▸ Given problem 1
From the Serhat Çakmak text below, set down the passage starting with "Club career" and going on through "another 2–0 loss.".
▸ Given problem 2
Answer these questions using the Serhat Çakmak text below.
(a) For which club does Çakmak play as a forward?
(b) Which club did he join in 2014 on a three-year contract?
(c) Against which team did he make his Topklasse debut?

▸ Reading text
+-------+
Serhat Çakmak (born 16 May 1995) is a Turkish footballer who plays as a forward for SV Nootdorp. He is a Turkish youth international having earned caps with the under-15 and under-16 teams.

Club career

Early career
Çakmak is a product of the Ajax Youth Academy, and was also a part of Ajax squad in the 2013–14 UEFA Youth League. In 2014, he left the club to join Trabzonspor, signing a three-year contract with the Turkish club after rejecting interest from Beşiktaş J.K., Fenerbahçe, Galatasaray. Following the departure of Trabzonspor manager Hami Mandıralı, Çakmak was cut from the squad under newly appointed manager Vahid Halilhodžić. He returned to Amsterdam, joining Ajax Zaterdag competing in the Topklasse. He made his debut for the amateur side on 20 October 2014 in the third round KNVB Cup home match against Koninklijke HFC which ended in a 2–0 loss. He made his Topklasse debut against the Kozakken Boys on 25 October 2014 in another 2–0 loss.
+-------+
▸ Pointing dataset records
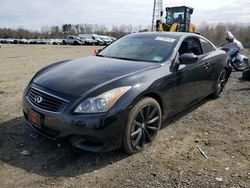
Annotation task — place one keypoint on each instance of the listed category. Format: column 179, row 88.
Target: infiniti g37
column 119, row 97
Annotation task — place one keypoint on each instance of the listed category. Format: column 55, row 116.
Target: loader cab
column 181, row 15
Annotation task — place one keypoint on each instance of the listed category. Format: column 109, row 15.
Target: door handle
column 206, row 65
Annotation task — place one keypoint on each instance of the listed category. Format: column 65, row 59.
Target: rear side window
column 206, row 46
column 191, row 45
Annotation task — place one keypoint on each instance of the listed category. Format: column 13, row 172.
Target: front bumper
column 91, row 132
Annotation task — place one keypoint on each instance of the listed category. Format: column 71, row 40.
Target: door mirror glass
column 188, row 58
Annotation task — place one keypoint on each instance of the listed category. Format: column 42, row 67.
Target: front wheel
column 143, row 124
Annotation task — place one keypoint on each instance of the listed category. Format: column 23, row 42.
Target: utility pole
column 157, row 9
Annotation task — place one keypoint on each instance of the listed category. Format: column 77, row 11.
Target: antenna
column 157, row 11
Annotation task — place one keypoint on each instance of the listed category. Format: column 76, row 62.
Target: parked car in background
column 73, row 40
column 88, row 39
column 107, row 40
column 113, row 39
column 57, row 41
column 20, row 41
column 98, row 39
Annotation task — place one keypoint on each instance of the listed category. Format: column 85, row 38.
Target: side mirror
column 98, row 51
column 188, row 58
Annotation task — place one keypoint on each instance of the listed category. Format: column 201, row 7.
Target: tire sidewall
column 127, row 144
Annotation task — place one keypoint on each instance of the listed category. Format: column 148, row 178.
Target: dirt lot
column 220, row 127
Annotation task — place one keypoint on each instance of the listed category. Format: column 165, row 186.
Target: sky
column 33, row 14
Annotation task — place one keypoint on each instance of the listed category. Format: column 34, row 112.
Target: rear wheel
column 221, row 83
column 246, row 75
column 143, row 125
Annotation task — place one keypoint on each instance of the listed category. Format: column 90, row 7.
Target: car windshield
column 149, row 48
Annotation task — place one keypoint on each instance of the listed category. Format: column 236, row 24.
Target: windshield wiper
column 124, row 58
column 100, row 55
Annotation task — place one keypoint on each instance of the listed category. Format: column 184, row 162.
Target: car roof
column 176, row 34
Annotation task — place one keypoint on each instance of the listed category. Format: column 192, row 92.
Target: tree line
column 216, row 33
column 54, row 32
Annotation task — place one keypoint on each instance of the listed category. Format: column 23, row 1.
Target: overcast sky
column 33, row 14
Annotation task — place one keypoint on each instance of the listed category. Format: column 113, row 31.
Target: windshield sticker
column 165, row 39
column 157, row 58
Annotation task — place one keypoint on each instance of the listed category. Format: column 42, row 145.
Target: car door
column 190, row 80
column 211, row 56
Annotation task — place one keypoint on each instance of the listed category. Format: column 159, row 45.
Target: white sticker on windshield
column 165, row 39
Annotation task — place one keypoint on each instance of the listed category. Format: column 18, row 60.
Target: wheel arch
column 153, row 95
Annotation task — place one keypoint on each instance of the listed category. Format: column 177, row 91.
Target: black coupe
column 119, row 97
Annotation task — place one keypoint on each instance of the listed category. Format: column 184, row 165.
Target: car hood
column 76, row 77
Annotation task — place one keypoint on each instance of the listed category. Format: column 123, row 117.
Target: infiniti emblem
column 38, row 99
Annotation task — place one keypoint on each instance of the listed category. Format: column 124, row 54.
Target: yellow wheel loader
column 178, row 19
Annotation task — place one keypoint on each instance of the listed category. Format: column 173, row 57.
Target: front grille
column 49, row 102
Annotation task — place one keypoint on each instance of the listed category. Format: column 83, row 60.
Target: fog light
column 80, row 124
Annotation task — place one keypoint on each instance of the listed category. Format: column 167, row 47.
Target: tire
column 76, row 43
column 221, row 83
column 237, row 65
column 246, row 75
column 143, row 124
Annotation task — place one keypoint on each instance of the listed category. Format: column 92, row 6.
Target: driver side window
column 190, row 45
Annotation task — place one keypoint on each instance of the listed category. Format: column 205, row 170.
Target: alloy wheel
column 222, row 82
column 145, row 126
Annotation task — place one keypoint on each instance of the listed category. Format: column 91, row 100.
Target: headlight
column 103, row 102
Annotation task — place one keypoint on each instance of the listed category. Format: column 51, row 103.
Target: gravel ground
column 220, row 127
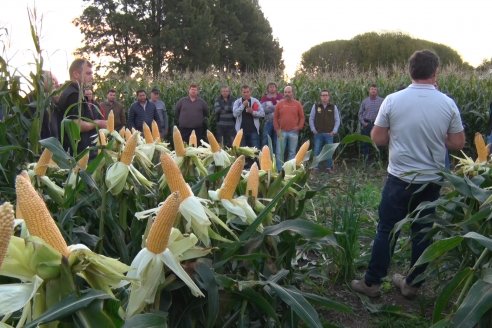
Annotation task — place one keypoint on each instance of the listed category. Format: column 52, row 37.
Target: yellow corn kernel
column 82, row 163
column 129, row 151
column 6, row 228
column 193, row 142
column 42, row 164
column 156, row 135
column 265, row 159
column 253, row 181
column 174, row 178
column 128, row 134
column 160, row 230
column 147, row 134
column 214, row 145
column 482, row 149
column 178, row 142
column 37, row 217
column 232, row 179
column 102, row 139
column 302, row 153
column 237, row 139
column 110, row 123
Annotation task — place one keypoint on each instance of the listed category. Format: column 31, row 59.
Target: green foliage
column 369, row 51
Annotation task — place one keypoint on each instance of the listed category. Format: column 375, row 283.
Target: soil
column 391, row 309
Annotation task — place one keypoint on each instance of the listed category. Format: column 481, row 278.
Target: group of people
column 418, row 124
column 281, row 115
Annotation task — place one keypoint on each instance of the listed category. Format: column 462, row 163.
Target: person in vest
column 324, row 122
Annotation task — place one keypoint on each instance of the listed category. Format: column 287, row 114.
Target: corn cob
column 174, row 178
column 214, row 145
column 193, row 142
column 102, row 139
column 232, row 179
column 156, row 135
column 129, row 151
column 37, row 217
column 178, row 142
column 147, row 134
column 128, row 134
column 253, row 180
column 6, row 228
column 302, row 153
column 42, row 164
column 161, row 228
column 82, row 163
column 237, row 139
column 482, row 149
column 110, row 123
column 265, row 159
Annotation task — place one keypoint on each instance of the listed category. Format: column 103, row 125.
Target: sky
column 298, row 25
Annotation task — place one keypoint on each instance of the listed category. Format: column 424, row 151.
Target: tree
column 174, row 35
column 371, row 50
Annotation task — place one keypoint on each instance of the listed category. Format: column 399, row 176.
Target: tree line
column 177, row 35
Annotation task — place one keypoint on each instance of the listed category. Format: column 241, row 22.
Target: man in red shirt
column 288, row 120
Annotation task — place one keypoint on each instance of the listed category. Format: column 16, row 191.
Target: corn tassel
column 6, row 228
column 302, row 153
column 147, row 134
column 161, row 228
column 102, row 139
column 37, row 217
column 82, row 163
column 265, row 159
column 174, row 178
column 214, row 145
column 122, row 132
column 129, row 151
column 253, row 181
column 482, row 149
column 232, row 179
column 110, row 123
column 193, row 142
column 128, row 134
column 237, row 139
column 42, row 164
column 178, row 142
column 156, row 135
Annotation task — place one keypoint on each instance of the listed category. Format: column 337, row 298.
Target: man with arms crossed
column 288, row 120
column 87, row 119
column 417, row 123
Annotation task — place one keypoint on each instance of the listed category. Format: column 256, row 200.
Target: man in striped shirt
column 368, row 111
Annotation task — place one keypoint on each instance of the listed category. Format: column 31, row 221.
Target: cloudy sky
column 298, row 25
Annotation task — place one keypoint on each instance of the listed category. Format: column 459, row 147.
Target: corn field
column 182, row 236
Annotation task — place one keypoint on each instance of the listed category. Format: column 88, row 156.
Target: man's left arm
column 337, row 121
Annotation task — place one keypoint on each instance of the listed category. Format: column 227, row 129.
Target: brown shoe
column 360, row 286
column 405, row 289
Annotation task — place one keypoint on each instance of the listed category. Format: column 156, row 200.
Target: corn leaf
column 476, row 303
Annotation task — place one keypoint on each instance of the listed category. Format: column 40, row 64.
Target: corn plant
column 460, row 253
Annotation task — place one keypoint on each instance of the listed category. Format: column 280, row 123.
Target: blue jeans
column 268, row 130
column 321, row 139
column 251, row 140
column 397, row 200
column 287, row 141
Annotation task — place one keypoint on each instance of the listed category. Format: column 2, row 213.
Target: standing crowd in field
column 275, row 119
column 419, row 124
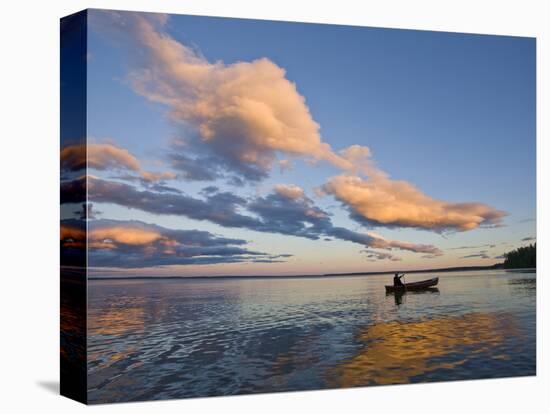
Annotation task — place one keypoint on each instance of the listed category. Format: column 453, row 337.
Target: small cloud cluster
column 128, row 244
column 481, row 254
column 107, row 156
column 373, row 256
column 380, row 201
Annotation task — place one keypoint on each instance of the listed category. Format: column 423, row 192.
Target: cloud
column 481, row 255
column 373, row 256
column 380, row 201
column 491, row 246
column 107, row 156
column 290, row 191
column 286, row 210
column 129, row 244
column 241, row 115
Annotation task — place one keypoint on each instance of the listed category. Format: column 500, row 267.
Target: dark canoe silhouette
column 423, row 284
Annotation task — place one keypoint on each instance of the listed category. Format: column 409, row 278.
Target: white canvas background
column 29, row 212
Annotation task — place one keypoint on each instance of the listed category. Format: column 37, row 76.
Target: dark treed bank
column 522, row 257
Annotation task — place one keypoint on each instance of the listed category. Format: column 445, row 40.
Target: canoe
column 421, row 285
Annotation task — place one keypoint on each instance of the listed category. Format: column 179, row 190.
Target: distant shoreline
column 497, row 266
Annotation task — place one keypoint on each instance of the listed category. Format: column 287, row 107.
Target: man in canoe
column 397, row 279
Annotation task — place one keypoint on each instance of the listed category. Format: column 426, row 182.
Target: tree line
column 522, row 257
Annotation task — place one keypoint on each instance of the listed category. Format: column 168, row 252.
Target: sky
column 244, row 147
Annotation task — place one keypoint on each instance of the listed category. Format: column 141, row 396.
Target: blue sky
column 451, row 114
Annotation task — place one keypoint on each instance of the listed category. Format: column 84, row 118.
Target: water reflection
column 399, row 296
column 395, row 352
column 175, row 339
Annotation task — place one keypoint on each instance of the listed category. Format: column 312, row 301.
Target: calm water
column 187, row 338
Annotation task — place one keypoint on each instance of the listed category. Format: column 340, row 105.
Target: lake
column 157, row 339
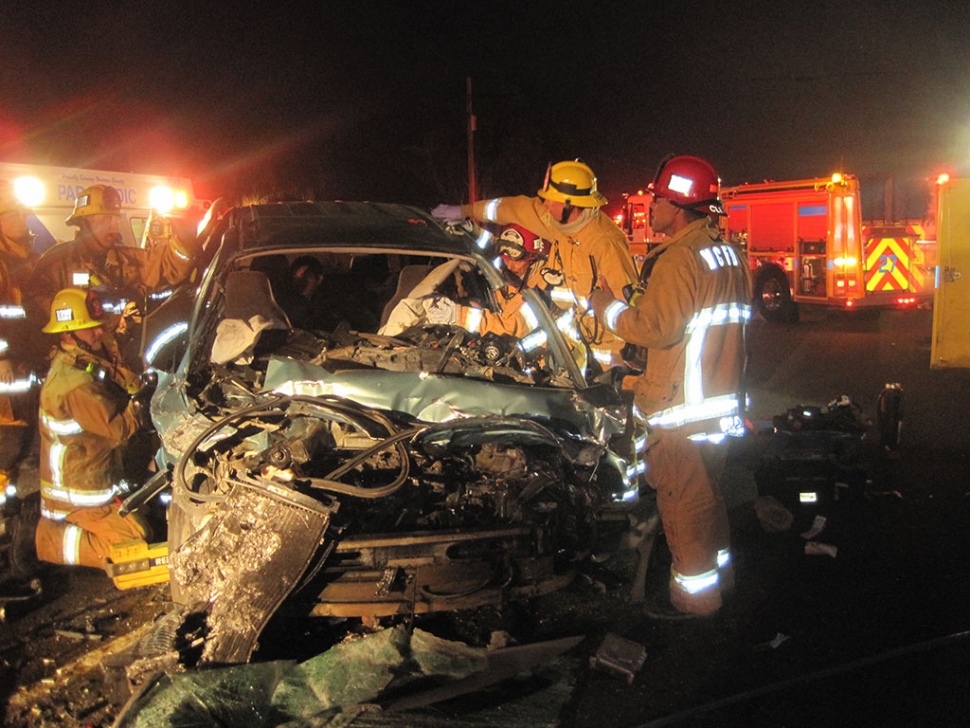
+-------+
▸ Full answer 1
Club career

Early career
Çakmak is a product of the Ajax Youth Academy, and was also a part of Ajax squad in the 2013–14 UEFA Youth League. In 2014, he left the club to join Trabzonspor, signing a three-year contract with the Turkish club after rejecting interest from Beşiktaş J.K., Fenerbahçe, Galatasaray. Following the departure of Trabzonspor manager Hami Mandıralı, Çakmak was cut from the squad under newly appointed manager Vahid Halilhodžić. He returned to Amsterdam, joining Ajax Zaterdag competing in the Topklasse. He made his debut for the amateur side on 20 October 2014 in the third round KNVB Cup home match against Koninklijke HFC which ended in a 2–0 loss. He made his Topklasse debut against the Kozakken Boys on 25 October 2014 in another 2–0 loss.

▸ Full answer 2
(a) SV Nootdorp
(b) Trabzonspor
(c) The Kozakken Boys